*Exercise objective*
Format every line of the items below as a Markdown table with two columns, "No." for the row number and "Line" for the line itself. Omit any blank lines.

Position annotation records
○ ○ ○ ○ ○ ○ ○

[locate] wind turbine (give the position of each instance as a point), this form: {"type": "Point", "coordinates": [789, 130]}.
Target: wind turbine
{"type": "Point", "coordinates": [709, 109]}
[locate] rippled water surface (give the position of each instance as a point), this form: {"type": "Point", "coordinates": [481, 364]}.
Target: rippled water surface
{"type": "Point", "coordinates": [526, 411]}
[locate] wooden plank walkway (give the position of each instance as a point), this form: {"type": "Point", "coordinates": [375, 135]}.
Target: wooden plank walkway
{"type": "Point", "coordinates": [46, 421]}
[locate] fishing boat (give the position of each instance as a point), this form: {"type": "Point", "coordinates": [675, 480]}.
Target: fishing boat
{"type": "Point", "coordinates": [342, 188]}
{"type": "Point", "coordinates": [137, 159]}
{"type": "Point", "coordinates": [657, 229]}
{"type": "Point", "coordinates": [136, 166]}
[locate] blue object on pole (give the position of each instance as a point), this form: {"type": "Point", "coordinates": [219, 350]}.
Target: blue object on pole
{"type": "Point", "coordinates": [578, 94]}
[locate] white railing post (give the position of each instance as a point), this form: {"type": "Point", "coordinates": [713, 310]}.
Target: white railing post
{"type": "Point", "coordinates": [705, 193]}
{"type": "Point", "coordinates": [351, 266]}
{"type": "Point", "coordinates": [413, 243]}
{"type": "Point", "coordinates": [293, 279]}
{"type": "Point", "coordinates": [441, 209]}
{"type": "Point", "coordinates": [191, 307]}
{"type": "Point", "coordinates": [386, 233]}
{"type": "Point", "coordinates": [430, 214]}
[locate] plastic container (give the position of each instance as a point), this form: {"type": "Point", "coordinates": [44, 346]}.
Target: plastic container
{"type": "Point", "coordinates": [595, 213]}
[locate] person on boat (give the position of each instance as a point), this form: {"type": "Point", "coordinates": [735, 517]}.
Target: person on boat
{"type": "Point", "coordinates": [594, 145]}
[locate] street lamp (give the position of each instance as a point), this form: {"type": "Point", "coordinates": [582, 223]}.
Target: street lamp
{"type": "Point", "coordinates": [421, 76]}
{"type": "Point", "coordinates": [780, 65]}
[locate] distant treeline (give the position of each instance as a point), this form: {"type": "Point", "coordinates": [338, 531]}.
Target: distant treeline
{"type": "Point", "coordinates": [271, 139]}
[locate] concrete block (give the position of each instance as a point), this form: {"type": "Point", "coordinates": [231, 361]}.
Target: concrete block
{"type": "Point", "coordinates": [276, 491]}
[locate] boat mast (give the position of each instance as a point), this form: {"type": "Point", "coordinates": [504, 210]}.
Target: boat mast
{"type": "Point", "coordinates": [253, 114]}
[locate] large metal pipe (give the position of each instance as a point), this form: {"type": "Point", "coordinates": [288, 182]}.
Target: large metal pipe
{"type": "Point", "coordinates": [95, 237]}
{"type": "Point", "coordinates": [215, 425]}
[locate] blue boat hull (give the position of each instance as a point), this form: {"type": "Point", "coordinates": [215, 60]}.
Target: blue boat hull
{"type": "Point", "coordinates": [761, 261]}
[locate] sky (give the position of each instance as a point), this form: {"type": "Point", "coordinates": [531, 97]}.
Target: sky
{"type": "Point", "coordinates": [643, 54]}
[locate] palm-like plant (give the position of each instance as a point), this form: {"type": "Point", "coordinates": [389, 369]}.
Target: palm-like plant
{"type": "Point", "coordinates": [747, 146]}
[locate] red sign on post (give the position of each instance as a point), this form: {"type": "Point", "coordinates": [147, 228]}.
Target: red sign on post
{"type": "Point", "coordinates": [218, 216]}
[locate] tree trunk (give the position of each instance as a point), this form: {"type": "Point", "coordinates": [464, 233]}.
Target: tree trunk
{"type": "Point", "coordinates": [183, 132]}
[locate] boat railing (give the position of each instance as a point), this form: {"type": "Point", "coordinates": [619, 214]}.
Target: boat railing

○ ○ ○ ○ ○ ○ ○

*Task response*
| No. | Line |
|---|---|
| 1 | [locate] wind turbine (give the position of each instance as a point), this form: {"type": "Point", "coordinates": [789, 130]}. |
| 2 | Target: wind turbine |
| 3 | {"type": "Point", "coordinates": [709, 109]} |
| 4 | [locate] rippled water surface (give the position of each instance as a point), this form: {"type": "Point", "coordinates": [481, 364]}. |
| 5 | Target: rippled water surface |
| 6 | {"type": "Point", "coordinates": [526, 411]} |
| 7 | [locate] wooden plank walkway (give the position of each instance as a point), this form: {"type": "Point", "coordinates": [375, 135]}. |
| 8 | Target: wooden plank walkway |
| 9 | {"type": "Point", "coordinates": [46, 421]} |
| 10 | [locate] fishing boat (give the position of each instance as a point), this form: {"type": "Point", "coordinates": [675, 480]}. |
| 11 | Target: fishing boat |
| 12 | {"type": "Point", "coordinates": [342, 188]} |
| 13 | {"type": "Point", "coordinates": [137, 159]} |
| 14 | {"type": "Point", "coordinates": [657, 229]} |
| 15 | {"type": "Point", "coordinates": [136, 166]} |
| 16 | [locate] blue object on pole (give the position of each instance as a point), this form: {"type": "Point", "coordinates": [219, 350]}. |
| 17 | Target: blue object on pole |
| 18 | {"type": "Point", "coordinates": [578, 94]} |
| 19 | [locate] white railing post (give the position of each instance as a point), this form: {"type": "Point", "coordinates": [713, 310]}. |
| 20 | Target: white railing post |
| 21 | {"type": "Point", "coordinates": [705, 193]} |
| 22 | {"type": "Point", "coordinates": [351, 266]} |
| 23 | {"type": "Point", "coordinates": [413, 243]} |
| 24 | {"type": "Point", "coordinates": [293, 279]} |
| 25 | {"type": "Point", "coordinates": [441, 209]} |
| 26 | {"type": "Point", "coordinates": [191, 307]} |
| 27 | {"type": "Point", "coordinates": [386, 233]} |
| 28 | {"type": "Point", "coordinates": [430, 214]} |
| 29 | [locate] plastic container (give the position of each instance as a point), this form: {"type": "Point", "coordinates": [44, 346]}. |
| 30 | Target: plastic container |
| 31 | {"type": "Point", "coordinates": [595, 213]} |
| 32 | [locate] person on boat (give the position of each instance as a point), this form: {"type": "Point", "coordinates": [735, 517]}. |
| 33 | Target: person on boat |
| 34 | {"type": "Point", "coordinates": [594, 145]} |
| 35 | [locate] street lamp (give the position of each instance as a point), this form: {"type": "Point", "coordinates": [582, 223]}. |
| 36 | Target: street lamp |
| 37 | {"type": "Point", "coordinates": [421, 76]} |
| 38 | {"type": "Point", "coordinates": [780, 65]} |
| 39 | [locate] distant treeline (give the position of each instance as a point), this form: {"type": "Point", "coordinates": [338, 531]}. |
| 40 | Target: distant treeline |
| 41 | {"type": "Point", "coordinates": [271, 139]} |
| 42 | [locate] concrete block (give the position of each instance as a point), this form: {"type": "Point", "coordinates": [231, 361]}. |
| 43 | Target: concrete block |
| 44 | {"type": "Point", "coordinates": [276, 491]} |
| 45 | [locate] boat mast (give the position of each instance as a point), this form: {"type": "Point", "coordinates": [504, 210]}. |
| 46 | Target: boat mast |
| 47 | {"type": "Point", "coordinates": [253, 114]} |
| 48 | [locate] large metal pipe (give the position of each instance as a point), this form: {"type": "Point", "coordinates": [288, 182]}. |
| 49 | Target: large metal pipe |
| 50 | {"type": "Point", "coordinates": [95, 237]} |
| 51 | {"type": "Point", "coordinates": [215, 425]} |
| 52 | [locate] blue boat hull (give the position of each instance as a point), this form: {"type": "Point", "coordinates": [215, 60]}. |
| 53 | Target: blue boat hull |
| 54 | {"type": "Point", "coordinates": [761, 261]} |
| 55 | [locate] sky (give the position of each instance as a point), this form: {"type": "Point", "coordinates": [531, 97]}. |
| 56 | Target: sky |
| 57 | {"type": "Point", "coordinates": [643, 54]} |
| 58 | [locate] palm-like plant (give the position of each instance as a point), this form: {"type": "Point", "coordinates": [389, 369]}. |
| 59 | Target: palm-like plant |
| 60 | {"type": "Point", "coordinates": [747, 146]} |
| 61 | [locate] red sign on post (give the position of each instance as a point), this form: {"type": "Point", "coordinates": [147, 228]}. |
| 62 | Target: red sign on post |
| 63 | {"type": "Point", "coordinates": [218, 216]} |
| 64 | [locate] tree trunk (give the position of each instance as a point), this form: {"type": "Point", "coordinates": [464, 233]}. |
| 65 | Target: tree trunk |
| 66 | {"type": "Point", "coordinates": [183, 132]} |
| 67 | [locate] boat railing (give the position of each instance as a point), this form: {"type": "Point", "coordinates": [619, 214]}. |
| 68 | Target: boat railing |